Print the data exactly as it is given, please.
[[ DATA FOR THIS EXERCISE, beginning ]]
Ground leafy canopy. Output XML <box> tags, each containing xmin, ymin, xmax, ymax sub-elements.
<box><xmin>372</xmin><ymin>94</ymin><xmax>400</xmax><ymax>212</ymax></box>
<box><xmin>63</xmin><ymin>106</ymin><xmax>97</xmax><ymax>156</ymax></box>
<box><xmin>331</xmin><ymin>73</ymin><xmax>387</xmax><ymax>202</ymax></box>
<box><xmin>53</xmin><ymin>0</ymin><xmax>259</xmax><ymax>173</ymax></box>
[[ DATA FOR THIS EXERCISE, end ]]
-- RESULT --
Ground leafy canopy. Output XML <box> tags, each containing xmin, ymin, xmax, ymax sub-elements.
<box><xmin>372</xmin><ymin>94</ymin><xmax>400</xmax><ymax>212</ymax></box>
<box><xmin>63</xmin><ymin>106</ymin><xmax>97</xmax><ymax>156</ymax></box>
<box><xmin>331</xmin><ymin>73</ymin><xmax>387</xmax><ymax>202</ymax></box>
<box><xmin>53</xmin><ymin>0</ymin><xmax>259</xmax><ymax>173</ymax></box>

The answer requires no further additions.